%%
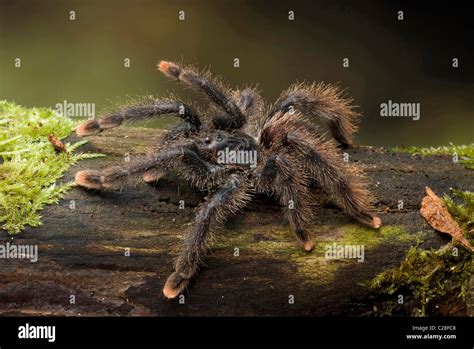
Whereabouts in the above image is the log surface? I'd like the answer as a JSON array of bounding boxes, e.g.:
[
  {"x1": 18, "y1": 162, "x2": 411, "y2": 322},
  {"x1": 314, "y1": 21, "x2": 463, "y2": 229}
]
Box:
[{"x1": 0, "y1": 127, "x2": 474, "y2": 316}]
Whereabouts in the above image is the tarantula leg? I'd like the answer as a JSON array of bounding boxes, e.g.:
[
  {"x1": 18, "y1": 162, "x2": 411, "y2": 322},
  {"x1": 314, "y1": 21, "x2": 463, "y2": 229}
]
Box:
[
  {"x1": 75, "y1": 159, "x2": 157, "y2": 190},
  {"x1": 76, "y1": 100, "x2": 201, "y2": 136},
  {"x1": 158, "y1": 61, "x2": 246, "y2": 129},
  {"x1": 163, "y1": 174, "x2": 250, "y2": 299},
  {"x1": 267, "y1": 84, "x2": 360, "y2": 147}
]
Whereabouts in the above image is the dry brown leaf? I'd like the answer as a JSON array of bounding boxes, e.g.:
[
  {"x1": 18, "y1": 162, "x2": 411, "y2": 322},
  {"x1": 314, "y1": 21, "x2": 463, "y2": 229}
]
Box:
[{"x1": 420, "y1": 187, "x2": 474, "y2": 252}]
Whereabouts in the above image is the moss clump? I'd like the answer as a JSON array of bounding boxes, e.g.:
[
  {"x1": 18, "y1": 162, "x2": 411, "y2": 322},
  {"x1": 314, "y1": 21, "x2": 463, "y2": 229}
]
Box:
[
  {"x1": 392, "y1": 143, "x2": 474, "y2": 170},
  {"x1": 364, "y1": 190, "x2": 474, "y2": 316},
  {"x1": 0, "y1": 101, "x2": 101, "y2": 234}
]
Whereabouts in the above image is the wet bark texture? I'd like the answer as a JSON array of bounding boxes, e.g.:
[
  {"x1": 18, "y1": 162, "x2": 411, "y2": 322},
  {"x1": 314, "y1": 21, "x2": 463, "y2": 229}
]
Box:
[{"x1": 0, "y1": 127, "x2": 474, "y2": 316}]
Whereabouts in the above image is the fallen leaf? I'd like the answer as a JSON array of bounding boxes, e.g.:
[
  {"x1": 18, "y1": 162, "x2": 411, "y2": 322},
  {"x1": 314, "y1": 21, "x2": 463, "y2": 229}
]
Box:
[{"x1": 420, "y1": 187, "x2": 474, "y2": 252}]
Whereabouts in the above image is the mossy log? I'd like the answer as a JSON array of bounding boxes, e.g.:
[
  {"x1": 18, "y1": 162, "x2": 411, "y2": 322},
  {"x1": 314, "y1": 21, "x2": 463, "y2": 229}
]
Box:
[{"x1": 0, "y1": 127, "x2": 474, "y2": 316}]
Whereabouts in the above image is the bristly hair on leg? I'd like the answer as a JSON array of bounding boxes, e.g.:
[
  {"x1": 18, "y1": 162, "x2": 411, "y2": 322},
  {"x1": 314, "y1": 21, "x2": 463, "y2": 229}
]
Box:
[{"x1": 76, "y1": 61, "x2": 381, "y2": 298}]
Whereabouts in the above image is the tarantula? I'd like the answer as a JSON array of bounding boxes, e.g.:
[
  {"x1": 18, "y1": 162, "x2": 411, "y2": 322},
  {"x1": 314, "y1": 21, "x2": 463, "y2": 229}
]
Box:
[{"x1": 75, "y1": 61, "x2": 382, "y2": 299}]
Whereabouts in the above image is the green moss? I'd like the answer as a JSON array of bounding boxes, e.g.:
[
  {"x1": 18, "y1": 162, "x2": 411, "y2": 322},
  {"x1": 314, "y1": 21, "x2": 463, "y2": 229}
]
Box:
[
  {"x1": 364, "y1": 190, "x2": 474, "y2": 316},
  {"x1": 0, "y1": 101, "x2": 101, "y2": 234},
  {"x1": 392, "y1": 143, "x2": 474, "y2": 170},
  {"x1": 212, "y1": 224, "x2": 416, "y2": 284}
]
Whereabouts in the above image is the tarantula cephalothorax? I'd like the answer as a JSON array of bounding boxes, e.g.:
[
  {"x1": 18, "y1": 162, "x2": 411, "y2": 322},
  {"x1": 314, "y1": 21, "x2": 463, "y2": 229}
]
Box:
[{"x1": 76, "y1": 61, "x2": 382, "y2": 298}]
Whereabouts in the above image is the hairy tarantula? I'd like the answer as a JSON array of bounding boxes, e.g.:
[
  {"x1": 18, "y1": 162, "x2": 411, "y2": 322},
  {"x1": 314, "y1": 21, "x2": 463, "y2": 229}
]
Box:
[{"x1": 75, "y1": 61, "x2": 382, "y2": 299}]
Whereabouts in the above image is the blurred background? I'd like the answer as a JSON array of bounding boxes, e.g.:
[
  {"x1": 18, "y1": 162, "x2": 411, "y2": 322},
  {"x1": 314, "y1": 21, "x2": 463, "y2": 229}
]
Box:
[{"x1": 0, "y1": 0, "x2": 474, "y2": 146}]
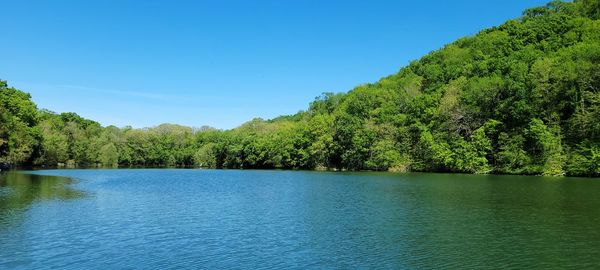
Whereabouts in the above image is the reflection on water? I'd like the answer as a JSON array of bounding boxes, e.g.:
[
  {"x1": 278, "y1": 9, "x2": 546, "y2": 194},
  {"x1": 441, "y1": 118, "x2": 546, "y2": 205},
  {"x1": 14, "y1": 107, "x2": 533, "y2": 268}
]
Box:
[
  {"x1": 0, "y1": 171, "x2": 85, "y2": 225},
  {"x1": 0, "y1": 169, "x2": 600, "y2": 270}
]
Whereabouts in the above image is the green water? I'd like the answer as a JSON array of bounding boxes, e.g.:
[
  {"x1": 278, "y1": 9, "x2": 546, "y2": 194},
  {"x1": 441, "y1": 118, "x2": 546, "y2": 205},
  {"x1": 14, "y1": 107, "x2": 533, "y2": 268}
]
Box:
[{"x1": 0, "y1": 169, "x2": 600, "y2": 269}]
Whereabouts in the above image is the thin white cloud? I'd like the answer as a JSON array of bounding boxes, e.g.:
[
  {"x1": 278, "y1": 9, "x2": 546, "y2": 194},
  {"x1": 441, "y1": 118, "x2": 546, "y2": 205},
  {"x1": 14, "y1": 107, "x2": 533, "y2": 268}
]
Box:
[{"x1": 57, "y1": 84, "x2": 176, "y2": 101}]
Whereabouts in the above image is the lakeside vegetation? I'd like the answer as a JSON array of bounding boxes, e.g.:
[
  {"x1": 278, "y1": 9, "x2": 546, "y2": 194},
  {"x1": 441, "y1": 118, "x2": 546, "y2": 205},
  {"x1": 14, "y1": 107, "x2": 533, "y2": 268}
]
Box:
[{"x1": 0, "y1": 0, "x2": 600, "y2": 176}]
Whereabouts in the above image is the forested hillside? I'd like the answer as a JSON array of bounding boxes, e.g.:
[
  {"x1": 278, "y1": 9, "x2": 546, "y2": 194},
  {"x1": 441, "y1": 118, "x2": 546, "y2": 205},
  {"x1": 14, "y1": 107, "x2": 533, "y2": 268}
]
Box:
[{"x1": 0, "y1": 0, "x2": 600, "y2": 176}]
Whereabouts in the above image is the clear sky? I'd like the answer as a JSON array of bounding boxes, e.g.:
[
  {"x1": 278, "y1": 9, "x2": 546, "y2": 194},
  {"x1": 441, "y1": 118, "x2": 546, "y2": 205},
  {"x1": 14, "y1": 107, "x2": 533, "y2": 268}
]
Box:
[{"x1": 0, "y1": 0, "x2": 547, "y2": 128}]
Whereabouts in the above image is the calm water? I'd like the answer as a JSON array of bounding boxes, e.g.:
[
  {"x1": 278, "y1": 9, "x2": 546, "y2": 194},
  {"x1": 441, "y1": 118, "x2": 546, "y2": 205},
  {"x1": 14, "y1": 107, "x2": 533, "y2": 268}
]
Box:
[{"x1": 0, "y1": 169, "x2": 600, "y2": 269}]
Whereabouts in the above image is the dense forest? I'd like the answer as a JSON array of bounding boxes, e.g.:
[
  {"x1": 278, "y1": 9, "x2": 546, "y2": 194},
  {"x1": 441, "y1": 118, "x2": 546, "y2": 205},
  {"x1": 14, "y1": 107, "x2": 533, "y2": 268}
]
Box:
[{"x1": 0, "y1": 0, "x2": 600, "y2": 176}]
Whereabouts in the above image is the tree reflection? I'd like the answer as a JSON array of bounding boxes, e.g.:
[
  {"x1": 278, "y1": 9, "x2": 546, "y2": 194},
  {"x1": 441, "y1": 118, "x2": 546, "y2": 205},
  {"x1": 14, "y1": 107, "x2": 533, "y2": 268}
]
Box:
[{"x1": 0, "y1": 172, "x2": 86, "y2": 223}]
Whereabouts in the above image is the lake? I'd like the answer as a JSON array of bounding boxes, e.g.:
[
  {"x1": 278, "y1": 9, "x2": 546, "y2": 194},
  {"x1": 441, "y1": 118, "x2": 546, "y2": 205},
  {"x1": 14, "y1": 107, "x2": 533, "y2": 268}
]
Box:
[{"x1": 0, "y1": 169, "x2": 600, "y2": 269}]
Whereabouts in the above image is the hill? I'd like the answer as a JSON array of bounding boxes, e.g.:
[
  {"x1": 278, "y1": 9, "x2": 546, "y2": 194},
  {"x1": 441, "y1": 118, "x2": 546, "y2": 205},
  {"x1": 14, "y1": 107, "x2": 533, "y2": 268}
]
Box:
[{"x1": 0, "y1": 0, "x2": 600, "y2": 176}]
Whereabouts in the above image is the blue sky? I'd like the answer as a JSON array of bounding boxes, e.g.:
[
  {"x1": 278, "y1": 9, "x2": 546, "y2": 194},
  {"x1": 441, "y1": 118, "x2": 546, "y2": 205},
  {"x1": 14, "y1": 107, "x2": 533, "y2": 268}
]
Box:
[{"x1": 0, "y1": 0, "x2": 547, "y2": 129}]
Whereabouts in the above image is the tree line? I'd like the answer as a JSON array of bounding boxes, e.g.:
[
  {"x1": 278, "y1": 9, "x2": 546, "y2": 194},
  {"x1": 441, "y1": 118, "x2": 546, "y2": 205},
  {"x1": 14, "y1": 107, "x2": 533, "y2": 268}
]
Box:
[{"x1": 0, "y1": 0, "x2": 600, "y2": 176}]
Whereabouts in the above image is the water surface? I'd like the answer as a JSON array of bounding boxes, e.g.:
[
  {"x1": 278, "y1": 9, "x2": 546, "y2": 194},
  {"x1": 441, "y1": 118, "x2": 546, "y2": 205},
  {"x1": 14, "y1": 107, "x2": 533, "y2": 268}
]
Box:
[{"x1": 0, "y1": 169, "x2": 600, "y2": 269}]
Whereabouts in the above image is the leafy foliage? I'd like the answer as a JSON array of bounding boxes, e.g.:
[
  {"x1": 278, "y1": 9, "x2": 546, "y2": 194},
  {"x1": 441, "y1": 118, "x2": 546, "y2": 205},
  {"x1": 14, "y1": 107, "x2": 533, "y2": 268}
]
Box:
[{"x1": 0, "y1": 0, "x2": 600, "y2": 176}]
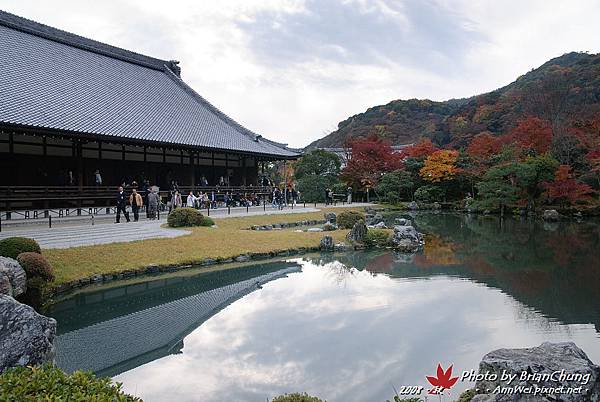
%%
Required work: Extract each line from the records above that contains the word "green".

Solution to the exercise:
Whereabouts in the above image is the green moss? I'd like the answer as a JSON array of bounding boxes, e.g.:
Whereabouts in the above image is the green water? I'd like the answer as a JSON array of bounding boxes, e.g.:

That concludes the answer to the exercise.